Format every line of the material from the one containing "Provide the mask of every instance of the silver" down to and including the one containing "186 135 L 188" as a numbered list, omitting blank lines. Leave the pictures out of the list.

**THE INPUT:**
◆ ◆ ◆ ◆
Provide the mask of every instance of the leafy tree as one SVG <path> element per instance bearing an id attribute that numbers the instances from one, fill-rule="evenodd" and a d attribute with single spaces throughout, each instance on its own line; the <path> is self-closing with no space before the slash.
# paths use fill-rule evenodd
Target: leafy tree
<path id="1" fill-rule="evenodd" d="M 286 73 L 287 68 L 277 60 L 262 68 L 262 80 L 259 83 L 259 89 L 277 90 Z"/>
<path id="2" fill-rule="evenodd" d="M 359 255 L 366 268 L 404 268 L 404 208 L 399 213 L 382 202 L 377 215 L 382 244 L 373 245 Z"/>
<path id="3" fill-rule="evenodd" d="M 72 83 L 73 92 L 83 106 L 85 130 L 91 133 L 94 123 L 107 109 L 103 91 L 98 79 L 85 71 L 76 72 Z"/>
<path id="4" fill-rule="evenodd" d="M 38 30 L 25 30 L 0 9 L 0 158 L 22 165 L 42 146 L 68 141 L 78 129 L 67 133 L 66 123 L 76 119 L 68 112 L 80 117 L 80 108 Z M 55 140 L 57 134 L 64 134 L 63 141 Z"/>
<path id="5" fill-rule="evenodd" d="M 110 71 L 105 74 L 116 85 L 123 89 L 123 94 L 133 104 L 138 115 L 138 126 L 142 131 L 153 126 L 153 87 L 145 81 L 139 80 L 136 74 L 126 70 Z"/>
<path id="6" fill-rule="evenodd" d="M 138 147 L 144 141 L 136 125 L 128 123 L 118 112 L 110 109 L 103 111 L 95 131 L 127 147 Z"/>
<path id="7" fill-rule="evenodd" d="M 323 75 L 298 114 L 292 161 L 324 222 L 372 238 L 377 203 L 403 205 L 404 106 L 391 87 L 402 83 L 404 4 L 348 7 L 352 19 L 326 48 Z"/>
◆ ◆ ◆ ◆
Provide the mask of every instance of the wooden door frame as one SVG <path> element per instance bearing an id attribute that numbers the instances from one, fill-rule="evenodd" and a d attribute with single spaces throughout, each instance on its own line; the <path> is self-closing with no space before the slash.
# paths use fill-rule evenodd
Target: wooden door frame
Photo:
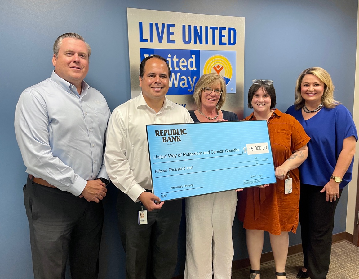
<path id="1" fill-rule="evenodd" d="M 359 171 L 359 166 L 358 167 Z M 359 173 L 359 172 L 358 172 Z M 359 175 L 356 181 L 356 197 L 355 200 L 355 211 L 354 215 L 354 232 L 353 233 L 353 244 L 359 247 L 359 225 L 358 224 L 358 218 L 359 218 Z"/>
◆ ◆ ◆ ◆
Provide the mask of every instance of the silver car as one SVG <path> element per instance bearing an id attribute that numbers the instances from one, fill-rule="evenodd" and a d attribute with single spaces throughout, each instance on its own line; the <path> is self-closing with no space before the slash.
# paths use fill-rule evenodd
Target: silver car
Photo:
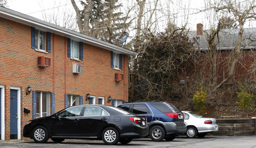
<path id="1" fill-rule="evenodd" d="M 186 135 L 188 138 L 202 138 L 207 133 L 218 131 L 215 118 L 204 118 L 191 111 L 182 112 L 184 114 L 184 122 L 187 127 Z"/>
◆ ◆ ◆ ◆
**RESPONSE FOR THIS EXERCISE:**
1. Provide the mask of every instance of the silver car as one SVG <path> element per instance bearing an id attribute that numbers the instances from one, fill-rule="evenodd" and a d attribute with single spaces throughout, each instance on its own line; the <path> is self-closing with no space before the slash.
2. # paths use fill-rule evenodd
3. Target: silver car
4. Photo:
5. <path id="1" fill-rule="evenodd" d="M 186 135 L 188 138 L 202 138 L 207 133 L 218 131 L 215 118 L 204 118 L 191 111 L 182 112 L 184 114 L 184 122 L 187 127 Z"/>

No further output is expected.